Testo di lettura —
= = =

Quando entra nel tempio per offrire il sacrificio della sera, Zaccaria, il padre di Giovanni il Battista, seguiva pienamente gli ordinamenti dell’alleanza divina al Sinai. Ed è proprio nel cuore dell’antica alleanza che un angelo annuncia la nascita di un bambino chiamato a preparare la strada del Messia. Per lo stupore Zaccaria diventa muto e potrà nuovamente parlare e lodare Dio solo quando sarà nato suo figlio. Anche Elisabetta, sua moglie, è una donna dell’antica alleanza. Più di suo marito, tuttavia, ella si mostra accogliente verso il nuovo. All’arrivo di Maria sente il suo grembo sussultare e ripiena di Spirito Santo può riconoscere il ruolo preminente di Maria e del suo bambino.

Giuseppe, secondo la legge, era il padre di Gesù. Per la genealogia di Matteo egli era discendente di Davide e così poté inserire Gesù nella dinastia davidica. Giuseppe, poi, rinuncia a ripudiare Maria e si rivela così come un uomo dal cuore giusto, un uomo della fede e dell’obbedienza. Pio israelita, fa parte di quegli umili, grandi santi «con la quale l’Antica Alleanza si dischiude alla Nuova e si trasforma in essa» (Benedetto XVI).

Maria viveva nella cittadina di Nazaret ed era promessa sposa a Giuseppe. È tutto quello che sappiamo della Vergine prima del giorno dell’annunciazione quando un angelo le appare e le dice: «Rallegrati, piena di grazia, il Signore è con te». Poi l’angelo prosegue annunciando il motivo che è all’origine della gioia: Maria ha trovato grazia presso Dio ed è chiamata a divenire la Madre del Messia, la Madre di Gesù.

La nascita del Figlio di Dio dalla vergine Maria è il segno di un nuovo inizio nella storia di Dio con gli uomini. Questo nuovo avvio, tuttavia, non è staccato dalla radice di Iesse come Maria ben comprende e sottolinea nel cantico di ringraziamento, il Magnificat, pronunciato nella sua visita ad Elisabetta. Maria diviene così segno di luminoso abbandono al piano di Dio, speranza per il futuro dell’umanità (san Bernardo). E quando nel presepe vediamo Maria inginocchiata davanti al suo Bambino non è qualcosa di strano, bensì il giusto atteggiamento da tenere di fronte al Figlio di Dio.

= = =

Estratto del dataset —
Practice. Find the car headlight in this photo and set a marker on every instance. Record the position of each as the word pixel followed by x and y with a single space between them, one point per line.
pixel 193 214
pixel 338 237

= = =

Lavoro richiesto —
A - Rispondi alle seguenti domande sul testo relativo alle figure della natività:
(i) Per quale motivo Zaccaria entra nel tempio?
(ii) Secondo la genealogia di Matteo, di chi era discendente Giuseppe?
(iii) In quale cittadina viveva Maria?
B - In base al testo sulle figure della natività, spiega perché Giuseppe poté inserire Gesù nella dinastia davidica. Usa da una a tre frasi.
C - Prosegui il testo sulle figure della natività dal punto in cui si interrompe.

Risposte agli esercizi —
A -
(i) Per offrire il sacrificio della sera.
(ii) Di Davide.
(iii) A Nazaret.

B - Secondo la legge, Giuseppe era il padre di Gesù. Per la genealogia di Matteo, inoltre, discendeva da Davide, e così poté inserire Gesù nella dinastia davidica.

C -
Accanto a Zaccaria, Giuseppe e Maria abbiamo già incontrato delle figure angeliche. Un altro angelo è inviato da Dio ad annunciare la nascita di Gesù a dei pastori, che si trovavano nelle vicinanze. L’annuncio è gioioso e allora non c’è da meravigliarsi se l’ angelo si trova improvvisamente circondato da una moltitudine celeste che ripete: «Gloria a Dio nel più alto dei cieli». Al vederli i pastori si sorprendono ma a loro volta sono fiduciosi in Dio, destinatari privilegiati del suo amore. Seguendo l’esortazione dell’angelo, senza indugio si recano a Betlemme, vedono il bambino nella mangiatoia, riferiscono quanto è stato loro detto dagli angeli.

Ha avuto così inizio il viaggio glorioso del Vangelo che prosegue dopo qualche tempo con la presentazione al tempio del bambino, quasi un gesto di restituzione al suo vero Padre. Al rito cultuale segue una scena profetica che ha per protagonista Simeone, un uomo giusto e pio, che aspettava la consolazione di Israele. Avendo assistito alla funzione, si avvicina, prende il bambino tra le braccia e profettizza: «Ora puoi lasciare, o Signore, che il tuo servo/ vada in pace secondo la tua parola». Accanto al profeta appare la figura di una donna, Anna. Abitualmente presente nel tempio, assistette alla funzione e ne comprese il significato per il dono dello Spirito Santo. Lodava, perciò, Dio e parlava del bambino a quanti aspettavano la redenzione di Gerusalemme. Si dilatano, di conseguenza, i confini dell’annuncio.

Vi è, tuttavia, da compiere un passo ulteriore: l’annuncio della salvezza ai pagani. Ne parla san Matteo raccontando dei magi venuti dall’Oriente alla ricerca della vera Sapienza perché, come scrive il Siracide, «Dio ha messo il suo occhio nei loro cuori per mostrare loro la grandezza delle sue opere». Si mettono, dunque, in viaggio e al seguito della stella giungono fino a Betlemme dove riconoscono e adorano il Bambino, il Figlio dell’Altissimo. Essi sono gli antesignani delle genti, aprono un cammino che attraversa i continenti e percorre l’intera storia dell’umanità.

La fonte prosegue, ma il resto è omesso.